(Data items)
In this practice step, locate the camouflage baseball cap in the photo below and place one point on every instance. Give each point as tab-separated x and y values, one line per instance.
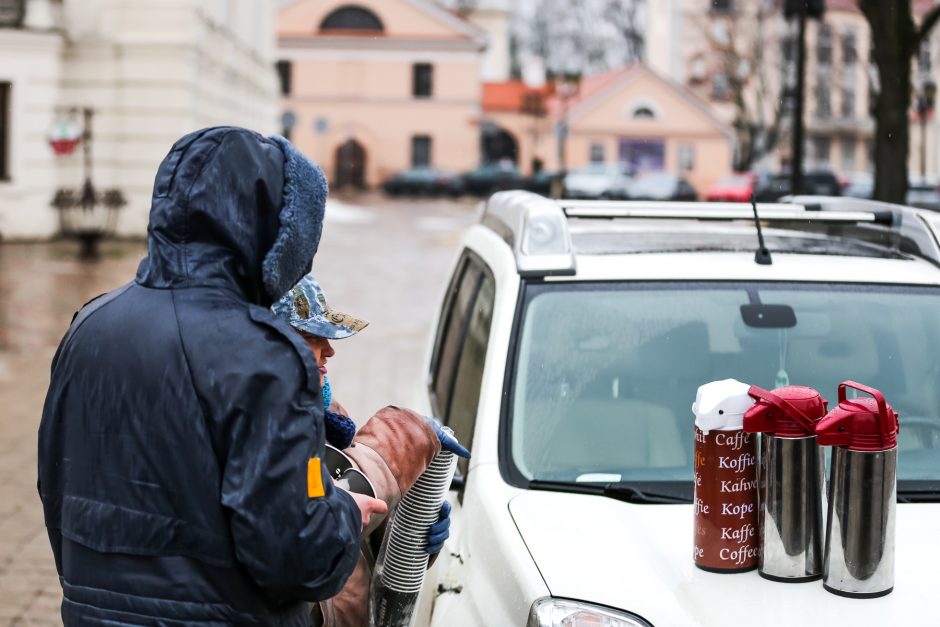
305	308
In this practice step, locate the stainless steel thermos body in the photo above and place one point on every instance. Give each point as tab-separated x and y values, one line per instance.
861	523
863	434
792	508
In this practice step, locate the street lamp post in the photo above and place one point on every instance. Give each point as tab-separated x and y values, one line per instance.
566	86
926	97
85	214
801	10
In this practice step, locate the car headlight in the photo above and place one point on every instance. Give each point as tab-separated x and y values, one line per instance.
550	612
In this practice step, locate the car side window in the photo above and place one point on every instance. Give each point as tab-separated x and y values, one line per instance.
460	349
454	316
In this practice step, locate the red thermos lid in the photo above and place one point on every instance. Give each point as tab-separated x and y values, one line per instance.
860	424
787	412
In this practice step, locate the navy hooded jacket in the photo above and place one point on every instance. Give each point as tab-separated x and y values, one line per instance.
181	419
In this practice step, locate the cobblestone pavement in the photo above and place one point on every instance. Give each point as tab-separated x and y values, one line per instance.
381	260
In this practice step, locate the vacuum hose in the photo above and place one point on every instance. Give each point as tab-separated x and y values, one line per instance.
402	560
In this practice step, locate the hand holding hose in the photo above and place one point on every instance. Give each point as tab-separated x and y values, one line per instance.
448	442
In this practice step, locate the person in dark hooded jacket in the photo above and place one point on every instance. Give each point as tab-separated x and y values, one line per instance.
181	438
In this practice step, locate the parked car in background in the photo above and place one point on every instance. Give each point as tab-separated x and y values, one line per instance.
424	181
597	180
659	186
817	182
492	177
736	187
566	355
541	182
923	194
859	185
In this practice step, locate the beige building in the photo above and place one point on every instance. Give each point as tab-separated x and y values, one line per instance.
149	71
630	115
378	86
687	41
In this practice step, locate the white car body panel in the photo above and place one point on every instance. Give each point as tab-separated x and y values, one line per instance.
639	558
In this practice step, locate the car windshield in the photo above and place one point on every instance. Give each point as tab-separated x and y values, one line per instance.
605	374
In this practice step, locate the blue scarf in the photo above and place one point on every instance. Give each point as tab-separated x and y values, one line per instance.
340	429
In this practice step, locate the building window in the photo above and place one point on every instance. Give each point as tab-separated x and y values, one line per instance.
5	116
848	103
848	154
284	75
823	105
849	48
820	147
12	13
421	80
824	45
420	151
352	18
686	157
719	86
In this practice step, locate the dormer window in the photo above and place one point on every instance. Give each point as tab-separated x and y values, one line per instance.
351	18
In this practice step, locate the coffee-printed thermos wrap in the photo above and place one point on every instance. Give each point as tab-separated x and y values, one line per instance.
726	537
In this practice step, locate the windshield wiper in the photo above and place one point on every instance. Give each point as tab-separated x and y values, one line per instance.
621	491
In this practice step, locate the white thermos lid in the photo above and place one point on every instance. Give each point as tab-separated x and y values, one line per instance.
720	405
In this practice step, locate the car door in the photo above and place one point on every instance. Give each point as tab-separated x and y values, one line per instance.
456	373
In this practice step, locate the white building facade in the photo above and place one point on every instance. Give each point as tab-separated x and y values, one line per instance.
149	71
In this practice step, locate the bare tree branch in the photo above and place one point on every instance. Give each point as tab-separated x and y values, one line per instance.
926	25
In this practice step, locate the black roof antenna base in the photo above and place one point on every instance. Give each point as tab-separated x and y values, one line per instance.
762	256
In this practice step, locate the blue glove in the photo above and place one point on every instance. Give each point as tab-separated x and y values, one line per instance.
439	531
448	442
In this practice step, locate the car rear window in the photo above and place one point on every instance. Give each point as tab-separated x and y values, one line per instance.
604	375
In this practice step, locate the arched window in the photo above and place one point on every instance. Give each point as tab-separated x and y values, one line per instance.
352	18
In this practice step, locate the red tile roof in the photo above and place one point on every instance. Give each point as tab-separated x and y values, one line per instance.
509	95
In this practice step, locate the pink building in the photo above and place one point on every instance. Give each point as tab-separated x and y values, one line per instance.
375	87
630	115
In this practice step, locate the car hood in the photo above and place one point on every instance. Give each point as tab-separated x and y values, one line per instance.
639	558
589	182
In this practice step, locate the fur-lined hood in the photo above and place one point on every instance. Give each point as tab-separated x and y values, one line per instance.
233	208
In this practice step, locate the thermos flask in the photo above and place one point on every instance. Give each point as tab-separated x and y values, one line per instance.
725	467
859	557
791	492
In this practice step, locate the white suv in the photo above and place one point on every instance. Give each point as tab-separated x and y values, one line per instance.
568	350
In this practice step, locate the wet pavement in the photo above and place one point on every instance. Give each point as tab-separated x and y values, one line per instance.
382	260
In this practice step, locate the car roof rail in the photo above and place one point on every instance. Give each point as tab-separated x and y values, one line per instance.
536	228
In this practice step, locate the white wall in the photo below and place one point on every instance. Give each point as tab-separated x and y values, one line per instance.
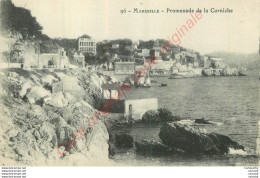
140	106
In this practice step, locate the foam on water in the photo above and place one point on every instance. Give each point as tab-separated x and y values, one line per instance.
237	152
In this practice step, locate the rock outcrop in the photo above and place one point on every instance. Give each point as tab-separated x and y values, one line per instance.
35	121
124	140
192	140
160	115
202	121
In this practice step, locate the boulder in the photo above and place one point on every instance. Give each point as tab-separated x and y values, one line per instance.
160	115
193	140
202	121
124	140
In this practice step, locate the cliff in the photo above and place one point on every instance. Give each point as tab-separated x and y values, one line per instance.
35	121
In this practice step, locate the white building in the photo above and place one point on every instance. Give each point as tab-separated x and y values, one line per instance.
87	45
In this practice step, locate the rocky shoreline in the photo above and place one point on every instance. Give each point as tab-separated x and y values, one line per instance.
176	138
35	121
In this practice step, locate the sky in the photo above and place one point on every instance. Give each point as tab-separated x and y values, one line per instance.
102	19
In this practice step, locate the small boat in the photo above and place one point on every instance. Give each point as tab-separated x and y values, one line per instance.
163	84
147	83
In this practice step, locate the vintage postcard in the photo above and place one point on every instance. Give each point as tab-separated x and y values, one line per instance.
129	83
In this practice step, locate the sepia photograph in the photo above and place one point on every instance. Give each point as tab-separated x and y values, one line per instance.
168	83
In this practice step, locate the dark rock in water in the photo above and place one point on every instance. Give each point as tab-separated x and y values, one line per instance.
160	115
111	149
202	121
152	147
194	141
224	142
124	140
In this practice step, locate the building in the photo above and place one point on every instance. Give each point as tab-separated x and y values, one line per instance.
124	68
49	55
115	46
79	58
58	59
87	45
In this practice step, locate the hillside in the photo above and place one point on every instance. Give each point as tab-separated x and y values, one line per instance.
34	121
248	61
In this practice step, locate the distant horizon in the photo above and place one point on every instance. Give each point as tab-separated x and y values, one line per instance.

• AIM OF THE TASK
Copy out all of the material exactly as written, without its pictures.

• TASK ANSWER
In this practice step, locate the camouflage baseball cap in the photo below and place one point on every instance. Give each point as tab-separated x and y values, one line per instance.
305	308
In this practice step, locate the stainless steel thermos body in the photo above and place one point on every instance. Give each point as tab-separated x and y values, one line per instance.
861	523
863	434
792	508
In this practice step, locate the street lamp post in the photo above and place one point on every instance. Give each point as tab-separated x and y values, one line per instance.
566	86
926	97
85	214
801	10
In this practice step, locate the car headlight in the photo above and place one point on every instance. Give each point as tab-separated x and y values, one line per instance.
550	612
In this practice step, locate the car side window in the photo above and place one point on every instance. Give each point as tab-separated x and y values, one line per instance.
460	349
454	316
In this practice step, locate the red thermos lid in the photo above and place one point on every instance. Give each point as tab-separated x and y values, one line per instance.
860	424
787	412
In this practice step, locate the navy hooded jacket in the photo above and place one point on every instance. Give each point as tab-separated x and y values, one line per instance.
181	419
In this practice step, locate the cobblestone pavement in the photo above and place one point on every instance. Give each point as tab-separated x and y values, one line per instance.
381	260
In this practice step, locate the vacuum hose in the photo above and place one point on every instance. Give each point as tab-separated x and y values, one line per instance.
402	560
In this practice step, locate the hand holding hose in the photo above and place one point on every instance. Give each point as tab-separated x and y values, one line per instance.
448	442
In this practice step, locate the person in dark hooded jacket in the photo above and place one point on every instance. Give each point as tab-separated x and y values, one line per instance.
181	438
In this practice step, locate the parked car in background in the photo above and place one point on every instance. Give each point as tab-separated x and y values, one line per instance.
424	181
597	180
659	186
817	182
492	177
736	187
566	355
541	182
923	194
859	185
In this practice step, locate the beige building in the photo above and place one point on every instance. Give each point as tab-separated x and y values, one line per instance.
149	71
630	115
378	86
687	41
In this practice step, locate the white car body panel in the photo above and place one point on every instance. Give each point as tab-separated x and y values, one line per instance.
639	558
In this practice step, locate the car windshield in the photo above and place one point on every instance. Give each point as tab-separated x and y values, one line per instance.
605	374
In this practice step, locate the blue scarf in the photo above and place one point on every instance. Give each point as tab-separated x and y values, one line per instance.
340	429
In this practice step, locate the building window in the photo above and place one point on every instance. Give each point as tab-separated x and y values, one line per instance.
5	116
848	103
848	154
284	75
823	105
849	48
820	147
12	13
421	80
824	45
420	151
352	18
686	157
719	86
In this practice step, locate the dormer window in the photo above and place one point on every instance. Give each point as tab-separated x and y values, one line per instance.
351	18
In this practice step, locate the coffee-printed thermos wrap in the photo above and place one point on every instance. Give each point as tab-separated x and y values, one line per instance.
726	537
In this practice step, locate the windshield wiper in the photo above and place one point on every instance. Give each point as tab-separated x and y values, one line per instance.
621	491
In this practice step, locate the white thermos lid in the photo above and place one point on every instance. Give each point as tab-separated x and y values, one line per instance.
720	405
In this practice step, locate the car door in the photo above and place one point on every instance. Give each point as tab-separated x and y values, one line per instance.
456	373
In this practice step, locate the white building facade in the photo above and place one point on every instance. Give each point as tab-separated x and y values, one line per instance.
149	71
In this practice step, locate the bare tree branch in the photo above and place one point on every instance. Give each point as tab-separated x and y values, one line per instance.
926	25
In this practice step, locate the black roof antenna base in the photo above and place one point on every instance. Give each point as tab-separated x and y values, one line per instance.
762	256
In this practice step, locate the blue glove in the photo above and place one point on every instance. Give each point as tab-separated x and y values, one line per instance.
439	531
448	442
In this practice step, locate the car rear window in the photo above and place one point on every instance. Give each point as tab-separated x and y values, one line per instance.
604	375
In this practice step, locate the arched window in the photo above and place one point on every instance. Give each point as tab-separated x and y values, one line per instance.
352	18
In this practice step, locate the red tile roof in the photo above and place one point on every instance. Give each point as tab-separated x and y values, one line per instance.
509	95
In this practice step, locate the pink building in the photo above and place one point on every instance. Give each point as tab-separated x and y values, one line per instance.
375	87
630	115
In this practice step, locate the car hood in the photo above and place one point on every instance. Give each point as tab-separated x and y values, one line per instance.
639	558
589	182
In this practice step, locate the fur-lined hood in the photo above and place one point on every instance. Give each point as tab-separated x and y values, one line per instance.
233	208
In this practice step, locate the thermos flask in the photo above and place one point on every instance. Give each point as tab-separated x and y values, one line per instance.
725	467
859	557
791	492
In this practice step, locate the white suv in the photo above and place one point on every instance. Give each point as tab-separated x and y values, one line per instance.
568	350
In this practice step, locate the wet pavement in the photo above and place one point on every instance. Give each point as tab-separated x and y values, one line per instance.
382	260
In this practice step, locate the car roof rail in the photo above and place one point on every instance. Give each point as tab-separated x and y values, one line per instance.
536	228
In this practice step, locate the white wall in the photo below and place one point on every instance. Give each point as tab-separated x and y values, one line per instance.
140	106
In this practice step, locate the foam on water in the photo above and place one point on every instance. Give each point as tab-separated x and y values, one line per instance.
237	152
In this practice step, locate the rock outcrop in the photo above and place one point on every instance. Give each point as tab-separated x and y values, one line per instance.
35	121
124	140
192	140
160	115
202	121
In this practice step, locate the boulder in the photo above and place one point on every instance. Give each point as tab-separated x and y values, one line per instance.
160	115
193	140
202	121
124	140
In this practice step, locate the cliff in the photo above and place one point on every instance. Give each point as tab-separated x and y values, one line per instance.
35	121
In this practice step, locate the white building in the photo above and place one point on every instance. Give each point as tab-separated x and y values, one line per instance.
87	45
In this practice step, locate the rocky shoreline in the photo above and place one point on every instance. Give each point as tab-separated x and y values, one line per instance.
176	138
35	121
In this practice step, locate the sky in the photo above and place one point on every instance. Give each point as tab-separated x and y values, one line per instance.
102	19
In this practice step, locate the small boat in the photo above and place one point on every instance. Give each point as tab-separated x and y values, one line per instance.
163	84
147	83
In this practice step, locate the vintage postcard in the photo above and place one point on every instance. Give each point as tab-separated x and y values, one line per instance.
129	83
In this practice step, locate the sepia photograph in the photo above and place one point on every instance. Give each point as tab-separated x and y values, one line per instance.
168	83
In this practice step, locate the dark rock in water in the photo above and place one point on every instance. Give each point as tab-separated x and y values, one line per instance.
160	115
111	149
202	121
152	147
194	141
224	142
124	140
In this practice step, locate the building in the photo above and place one point on every instance. Give each point as tab-separated x and y values, one line per instance.
124	68
49	55
115	46
79	58
58	59
87	45
In this practice step, locate the hillside in the photo above and place one point on every instance. Give each point as tab-separated x and y values, one line per instance.
34	121
248	61
In this practice step, locate the distant horizon in the photo above and place one point on every instance. Give each point as tab-separated x and y values, one line per instance.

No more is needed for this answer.